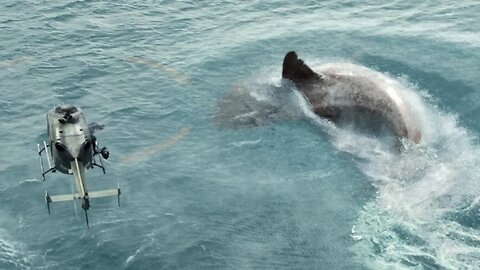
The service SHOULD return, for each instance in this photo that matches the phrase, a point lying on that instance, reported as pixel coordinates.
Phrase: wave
(424, 213)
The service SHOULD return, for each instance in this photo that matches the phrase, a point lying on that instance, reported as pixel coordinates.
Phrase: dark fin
(297, 71)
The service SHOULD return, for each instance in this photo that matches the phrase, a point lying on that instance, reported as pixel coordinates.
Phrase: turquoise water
(202, 190)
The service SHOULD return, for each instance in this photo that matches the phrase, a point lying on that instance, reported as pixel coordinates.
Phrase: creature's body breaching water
(340, 94)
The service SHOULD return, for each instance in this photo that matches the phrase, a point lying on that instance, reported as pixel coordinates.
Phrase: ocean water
(221, 165)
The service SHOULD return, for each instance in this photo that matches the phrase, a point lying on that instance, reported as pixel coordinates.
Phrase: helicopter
(71, 149)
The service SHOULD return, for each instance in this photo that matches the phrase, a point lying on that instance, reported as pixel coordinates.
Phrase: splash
(427, 203)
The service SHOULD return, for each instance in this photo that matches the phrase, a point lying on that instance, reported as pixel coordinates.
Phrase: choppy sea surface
(223, 167)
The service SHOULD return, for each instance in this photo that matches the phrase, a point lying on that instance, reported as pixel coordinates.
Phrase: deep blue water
(201, 191)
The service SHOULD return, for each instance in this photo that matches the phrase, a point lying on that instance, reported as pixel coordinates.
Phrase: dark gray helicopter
(73, 147)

--- WHAT THIS TASK INVOLVES ---
Omit the pictures, then set down all the remaining data exactly as given.

--- EXPECTED ANSWER ---
The service SHOULD return, for each instance in this photo that matches the phrase, a point lying on that instance, reported as pixel coordinates.
Phrase: wave
(424, 213)
The service SHOULD return, for each instance in this photo that matches the phrase, a point lying on that instance, reported as pixel coordinates.
Phrase: dark fin
(297, 71)
The service SHOULD return, for each instance in this photo that matches the phrase, a point lying on that instance, reported as pixel coordinates.
Phrase: turquoise water
(202, 190)
The service SHOULD return, for each instance in this photo that matches the phrase, a point lying on that instance, reported as pixel coordinates.
Phrase: creature's body breaching water
(340, 94)
The service SHOULD return, for each instance in this photo that matches the phrase, a point lying on that instance, reported as pixel coordinates.
Phrase: ocean water
(221, 165)
The service SHOULD return, for each instance in this photo that matches the phrase, a point lying on that instance, reported as pixel coordinates.
Phrase: helicopter
(71, 149)
The service SHOULD return, for each instance in this photo that matches the phrase, a point lying on that instance, reported as pixel coordinates.
Phrase: splash
(427, 203)
The service SHOULD return, for each instance in this photo that matches the phrase, a point lying on that instance, reported as pixel coordinates.
Phrase: choppy sea surface
(223, 167)
The service SHOULD return, for each instance in this photo that matches the phrase, a point lying on that instance, reported as pixel coordinates.
Phrase: deep blue water
(201, 191)
The service SHOULD return, for each instance in this photo that matches the phrase, a point lying on that instance, reported as pixel coordinates.
Phrase: dark gray helicopter
(73, 147)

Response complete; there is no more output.